# EXERCISE MATERIALS start

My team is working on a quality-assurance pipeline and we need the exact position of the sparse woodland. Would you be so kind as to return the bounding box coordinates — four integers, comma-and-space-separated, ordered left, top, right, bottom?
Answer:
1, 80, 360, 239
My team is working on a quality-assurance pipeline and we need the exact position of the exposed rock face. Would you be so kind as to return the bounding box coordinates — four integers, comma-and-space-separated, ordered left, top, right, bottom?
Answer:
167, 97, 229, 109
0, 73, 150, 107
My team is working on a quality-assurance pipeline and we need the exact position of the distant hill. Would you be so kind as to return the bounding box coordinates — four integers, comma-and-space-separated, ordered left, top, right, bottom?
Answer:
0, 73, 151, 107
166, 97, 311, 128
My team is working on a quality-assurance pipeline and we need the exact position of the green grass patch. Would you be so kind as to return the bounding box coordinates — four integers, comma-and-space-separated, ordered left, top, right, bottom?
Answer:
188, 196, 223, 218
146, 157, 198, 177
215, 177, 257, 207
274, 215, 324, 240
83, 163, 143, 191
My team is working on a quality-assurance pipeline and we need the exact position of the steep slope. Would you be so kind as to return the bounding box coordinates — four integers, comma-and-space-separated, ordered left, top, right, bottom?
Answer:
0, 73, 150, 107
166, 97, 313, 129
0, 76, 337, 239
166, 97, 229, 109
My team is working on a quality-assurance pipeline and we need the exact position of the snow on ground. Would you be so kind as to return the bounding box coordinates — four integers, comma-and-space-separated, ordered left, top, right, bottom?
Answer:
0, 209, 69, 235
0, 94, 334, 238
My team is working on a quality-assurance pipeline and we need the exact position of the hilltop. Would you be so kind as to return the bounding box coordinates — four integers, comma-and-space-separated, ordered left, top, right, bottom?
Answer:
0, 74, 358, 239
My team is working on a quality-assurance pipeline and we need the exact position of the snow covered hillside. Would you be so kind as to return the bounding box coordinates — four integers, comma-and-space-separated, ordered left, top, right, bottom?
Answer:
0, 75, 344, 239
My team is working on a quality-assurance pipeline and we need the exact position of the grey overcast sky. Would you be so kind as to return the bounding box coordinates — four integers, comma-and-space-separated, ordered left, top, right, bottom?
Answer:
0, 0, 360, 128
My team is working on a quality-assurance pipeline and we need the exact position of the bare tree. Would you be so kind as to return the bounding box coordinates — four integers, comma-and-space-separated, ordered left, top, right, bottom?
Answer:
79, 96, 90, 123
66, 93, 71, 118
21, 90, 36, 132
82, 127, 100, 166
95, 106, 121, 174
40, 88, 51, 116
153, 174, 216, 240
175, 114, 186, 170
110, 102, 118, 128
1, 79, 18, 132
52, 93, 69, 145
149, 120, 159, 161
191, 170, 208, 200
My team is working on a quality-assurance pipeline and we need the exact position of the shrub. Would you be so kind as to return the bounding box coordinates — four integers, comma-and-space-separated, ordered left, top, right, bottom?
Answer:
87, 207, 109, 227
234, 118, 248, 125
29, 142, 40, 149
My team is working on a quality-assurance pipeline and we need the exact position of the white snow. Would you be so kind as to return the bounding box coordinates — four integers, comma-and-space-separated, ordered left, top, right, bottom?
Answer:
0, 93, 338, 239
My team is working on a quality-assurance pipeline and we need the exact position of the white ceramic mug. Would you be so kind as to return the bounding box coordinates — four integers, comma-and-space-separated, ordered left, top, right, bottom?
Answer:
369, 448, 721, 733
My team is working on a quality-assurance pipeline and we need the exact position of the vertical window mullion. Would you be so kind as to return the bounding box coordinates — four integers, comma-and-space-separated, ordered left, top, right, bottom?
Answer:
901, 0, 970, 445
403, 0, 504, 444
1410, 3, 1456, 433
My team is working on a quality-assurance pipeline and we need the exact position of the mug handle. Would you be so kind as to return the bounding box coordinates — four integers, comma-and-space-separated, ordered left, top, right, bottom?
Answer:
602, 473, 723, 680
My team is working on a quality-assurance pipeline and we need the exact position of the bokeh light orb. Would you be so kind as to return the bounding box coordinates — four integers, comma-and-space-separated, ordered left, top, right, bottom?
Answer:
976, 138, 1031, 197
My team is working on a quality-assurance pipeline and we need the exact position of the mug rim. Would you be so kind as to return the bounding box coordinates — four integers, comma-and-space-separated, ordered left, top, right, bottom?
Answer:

# EXERCISE MATERIALS end

* [EXERCISE DESCRIPTION]
Change every "quality-assurance pipeline" in the items above to "data-labeling pipeline" and write all the items out again with nothing else altered.

* [WRITTEN ANSWER]
My team is working on a data-labeling pipeline and we need the exact position of the sparse woodland. Would you be so kind as to return the bounding box coordinates — four integers, comma-and-space-separated, ordered left, top, right, bottom?
Answer:
1, 80, 360, 239
My team is working on a data-labeling pipeline and we need the exact position of the exposed rock face. Would you be so kind as to return the bounding box coordinates — four integers, comma-and-space-separated, ordered left, top, right, bottom?
Answer:
167, 97, 229, 109
0, 73, 150, 107
My team is working on a data-labeling pipeline and we need the exact position of the distant hill. Would you be so kind as to return the bounding box coordinates — four integers, comma-and-space-separated, ordered left, top, right, bottom?
Answer:
0, 73, 151, 107
166, 97, 311, 128
My team is working on a data-labeling pipeline and we need the exact position of the green grass patch. Would you be so kind as to return the bounding box coordinates — four integers, comma-and-space-separated, ordered left, top, right, bottom?
Answer:
188, 196, 223, 218
146, 157, 198, 177
215, 177, 257, 207
274, 215, 324, 240
83, 163, 143, 191
My team is working on a data-labeling pipeline and we need the exact position of the steep slope. Would you be so kind as to return the bounding box coordinates — four integers, comma-and-space-separated, ordered left, top, right, bottom?
Answer:
0, 73, 150, 107
166, 97, 313, 129
0, 76, 337, 239
166, 97, 229, 109
My team is working on a data-labeling pipeline and we need the exact position of the snow on ground. Would you be so kind as to return the bounding box coordinates — four integers, comma-and-space-separated, ordered left, top, right, bottom?
Answer:
0, 209, 69, 235
0, 94, 334, 238
My team is working on a data-labeling pipeline and we need the exact position of the hilltop. Would you be so kind as to return the bounding box coordinates — four integers, comma-and-space-separated, ordered left, top, right, bottom?
Answer:
0, 74, 358, 239
My team is working on a data-labeling pipeline and we need the exact position of the snow covered hillside. Would you be so kind as to return the bounding box coordinates — four integers, comma-and-space-separated, ordered left, top, right, bottom?
Answer:
0, 75, 344, 239
My team is working on a data-labeling pipeline and we need the exact position of the grey overcast sky. Would you be so kind as to return the bounding box coordinates — four integers, comma-and-space-separated, ordered left, top, right, bottom?
Answer:
0, 0, 360, 128
My team is working on a data-labeling pipeline and we need the exact position of the bare tree. Would you be so kind as to return the bounding box coordinates — four integers, comma-and-space-separated, ordered left, top, right, bottom?
Answer:
79, 96, 90, 123
66, 93, 71, 118
21, 90, 36, 132
82, 127, 100, 166
95, 106, 121, 174
40, 88, 51, 116
153, 174, 216, 240
175, 114, 186, 170
110, 102, 118, 128
1, 79, 18, 132
52, 93, 69, 145
149, 120, 159, 161
191, 170, 208, 200
My team is working on a data-labeling pipeline and we need the exact position of the shrub. Would you be so kind as to return the bounding box coordinates — four integers, comma-and-space-separated, ordered left, top, right, bottom?
Answer:
87, 207, 109, 227
234, 118, 248, 125
29, 142, 40, 149
My team is working on a data-labeling pipeline and we need the exact position of the white snow. Would you be so kind as to return the bounding box coordinates — four integers, comma-and-space-separated, ordered left, top, right, bottom?
Answer:
0, 93, 338, 239
My team is working on a data-labeling pipeline and we need the exact position of the white ceramic mug. Would you be so kind as to return the bounding box coordinates — four integers, comma-and-space-separated, ordered left, top, right, bottom?
Answer:
369, 448, 721, 733
My team is working on a data-labeling pipeline and we need the exact position of the vertical window mullion. Would you be so kind as to return the bounding box coordinates — four integers, comma-and-space-separated, ordered left, top, right, bottom?
Answer:
901, 0, 970, 445
403, 0, 504, 444
1410, 3, 1456, 433
My team is working on a data-labeling pipeline and we need the exact position of the mug handle. Would you be so kind as to return the bounding box coordinates — four integers, comma-and-space-separated, ordered left, top, right, bottom?
Answer:
602, 473, 723, 680
My team is working on a data-labeling pipeline and we need the exact position of the bokeh light orb. Would you be so kind as to return the bounding box coordinates — four integers, comma-and-space-separated, ordered left, top, right, bottom?
Answer:
976, 138, 1031, 197
My team is working on a data-labeling pipeline and we need the exact position of the mug rim. Would you be so kind as to return the bounding box coordinates — four integers, comma-and-space-separated, ordered left, top, right, bottom?
Answer:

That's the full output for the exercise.